### TASK
Recast all of the data below as a two-column CSV with the columns text and answer, giving each text and its answer their own row. Put each value in a single quoted field with line breaks turned into spaces, and omit the pictures.

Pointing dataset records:

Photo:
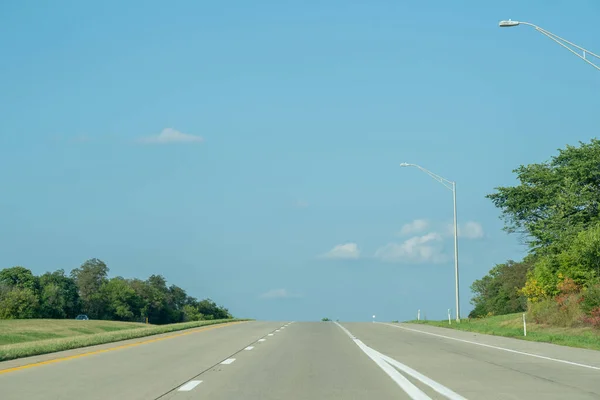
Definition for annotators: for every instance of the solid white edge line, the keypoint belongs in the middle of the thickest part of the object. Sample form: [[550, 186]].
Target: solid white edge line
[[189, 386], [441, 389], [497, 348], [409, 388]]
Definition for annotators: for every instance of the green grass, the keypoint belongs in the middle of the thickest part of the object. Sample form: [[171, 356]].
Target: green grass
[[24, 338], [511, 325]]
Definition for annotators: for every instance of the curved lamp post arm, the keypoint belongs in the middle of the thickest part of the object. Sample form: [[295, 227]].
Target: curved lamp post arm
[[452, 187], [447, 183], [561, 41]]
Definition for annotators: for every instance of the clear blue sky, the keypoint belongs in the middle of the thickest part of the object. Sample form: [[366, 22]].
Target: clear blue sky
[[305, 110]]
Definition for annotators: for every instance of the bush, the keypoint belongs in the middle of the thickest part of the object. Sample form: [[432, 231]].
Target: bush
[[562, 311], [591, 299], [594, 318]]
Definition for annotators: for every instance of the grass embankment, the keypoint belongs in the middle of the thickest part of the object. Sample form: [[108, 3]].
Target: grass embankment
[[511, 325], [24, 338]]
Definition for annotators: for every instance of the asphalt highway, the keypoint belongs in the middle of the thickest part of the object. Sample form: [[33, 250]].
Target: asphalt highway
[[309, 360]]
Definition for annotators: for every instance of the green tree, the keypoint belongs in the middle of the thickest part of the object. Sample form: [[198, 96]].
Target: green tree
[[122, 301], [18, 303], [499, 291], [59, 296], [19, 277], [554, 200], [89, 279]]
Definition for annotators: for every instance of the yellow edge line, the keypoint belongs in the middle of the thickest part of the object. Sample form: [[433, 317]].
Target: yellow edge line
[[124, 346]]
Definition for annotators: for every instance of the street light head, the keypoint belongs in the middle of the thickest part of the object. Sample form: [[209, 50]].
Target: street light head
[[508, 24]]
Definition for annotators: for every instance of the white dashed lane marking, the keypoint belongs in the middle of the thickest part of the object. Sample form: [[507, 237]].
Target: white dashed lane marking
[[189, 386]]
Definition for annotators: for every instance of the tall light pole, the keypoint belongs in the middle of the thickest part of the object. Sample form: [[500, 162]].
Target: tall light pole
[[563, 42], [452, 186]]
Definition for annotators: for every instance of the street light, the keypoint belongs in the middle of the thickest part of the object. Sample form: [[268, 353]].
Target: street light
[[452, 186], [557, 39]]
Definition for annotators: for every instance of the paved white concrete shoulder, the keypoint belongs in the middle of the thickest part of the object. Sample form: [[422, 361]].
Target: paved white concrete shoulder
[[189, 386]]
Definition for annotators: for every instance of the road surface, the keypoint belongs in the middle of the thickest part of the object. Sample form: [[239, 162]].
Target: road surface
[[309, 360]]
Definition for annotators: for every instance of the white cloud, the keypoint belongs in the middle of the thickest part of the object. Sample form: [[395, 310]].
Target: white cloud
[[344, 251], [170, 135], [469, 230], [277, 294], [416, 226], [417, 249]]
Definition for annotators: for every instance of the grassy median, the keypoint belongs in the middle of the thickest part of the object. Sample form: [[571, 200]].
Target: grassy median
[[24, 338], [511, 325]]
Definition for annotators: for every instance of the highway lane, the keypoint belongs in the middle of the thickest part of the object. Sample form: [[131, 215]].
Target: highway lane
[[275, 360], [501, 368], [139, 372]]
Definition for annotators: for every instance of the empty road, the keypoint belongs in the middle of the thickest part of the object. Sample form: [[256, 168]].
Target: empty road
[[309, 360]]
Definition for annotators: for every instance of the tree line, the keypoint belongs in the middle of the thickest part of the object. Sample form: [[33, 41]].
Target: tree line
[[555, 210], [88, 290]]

### FINAL RESULT
text,answer
"Photo: Definition for annotators: for every instance of the solid white edge line, the keypoint belongs in the middle of the thickest part of the object. Sample form: [[550, 186]]. Target: solid white edge line","[[189, 386], [441, 389], [497, 348], [409, 388]]"
"Definition for annotators: for every instance of the green grass, the keypoint belongs in the middle of the thickest part of the object. Sample form: [[171, 356]]. Target: green grass","[[24, 338], [511, 325]]"
"Definition for annotators: for every instance of the curved lamp post arm, the keypoint belongs in the middle of the thickest part of the object. Sample form: [[295, 227]]. Target: curved lamp post arm","[[452, 187], [447, 183], [561, 41]]"
"Definition for annotators: for every instance of the clear blue sky, the keypoint belongs in the middle of the thickest part of the object. Sample form: [[366, 22]]. Target: clear blue sky","[[305, 110]]"
"Definition for annotators: for every instance of the bush, the keypoint belongs in the middle of the thickest part of the object. Sample form: [[432, 231]]. Target: bush","[[562, 311], [591, 299], [594, 318]]"
"Definition for annotators: for every instance of the grass embankment, the keypoint belongs in the middle of the thickest part of the object. Sample form: [[108, 3]]. Target: grass embankment","[[511, 325], [24, 338]]"
"Definition for annotators: for every instance of the asphalt highway, the keypoint belongs in the middle of the thickest part of the object. Sample form: [[33, 250]]. Target: asphalt highway","[[309, 360]]"
"Definition for annotators: for every instance of the green tree, the keypoint belongs in the middle of the thickest part of the object. Sample form: [[198, 96]]. Target: green tree","[[122, 301], [18, 303], [499, 291], [59, 296], [19, 277], [554, 200], [89, 279]]"
"Definition for annotators: for every instance of the yellow edge line, the keypoint belongs in the middle of the thickest part of the object. Sample form: [[433, 317]]. Target: yellow edge line","[[124, 346]]"
"Definition for annotators: for every instance of the street light head, the keypoint belongs in the middle of the thickest part of the object. Sample form: [[209, 50]]. Target: street light head","[[508, 24]]"
"Definition for annotators: for every instance of the white dashed lane marking, the keypoint belongs in the middle of the thickest part of the object. Sample form: [[507, 237]]. Target: white dashed lane marking","[[189, 386]]"
"Definition for annotators: for every instance of the tall light pole, the keypoint belongs in the middle of the thickest part of the object. Sample form: [[500, 162]]. Target: tall light pole","[[563, 42], [452, 186]]"
"Definition for annotators: for every instance of the street light, the keypoint belongs in the middle of the thickest part of the object. Sample form: [[268, 353]]. Target: street light","[[452, 186], [557, 39]]"
"Definition for annotators: for every instance of the paved white concrete shoulder, the keypoint belongs in the middle of the thickest part of the object. Sample form: [[422, 361]]. Target: paved white concrete shoulder","[[189, 386]]"
"Definition for annotators: for every instance of the road surface, the keypoint belongs in the middle of the thickest part of the object. Sample form: [[239, 162]]. Target: road surface","[[309, 360]]"
"Definition for annotators: for every instance of the white cloud, the keypoint belongs in the middle of the thickest part of the object. Sample form: [[395, 310]]. Target: white cloud","[[344, 251], [170, 135], [469, 230], [277, 294], [416, 226], [417, 249]]"
"Definition for annotators: for every instance of the grassy median, the keypoint belongs in the middle of the thickest part of the object. Sample form: [[571, 200]]. Target: grassy median","[[24, 338], [511, 325]]"
"Definition for annotators: for every instance of the highway lane, the keypoint belongs in the middle of the thickest part of the object. Sample form: [[131, 215]]. Target: highway lane","[[275, 360], [501, 368], [139, 372]]"
"Definition for annotators: for every instance of the empty road, the keypoint belongs in the middle of the thickest part of the object. Sample form: [[256, 168]]. Target: empty road","[[309, 360]]"
"Definition for annotators: for every instance of the tree line, the keypoint belongs in the middle of the thickest part of the object. Sample form: [[33, 41]]. Target: tree line","[[555, 210], [88, 290]]"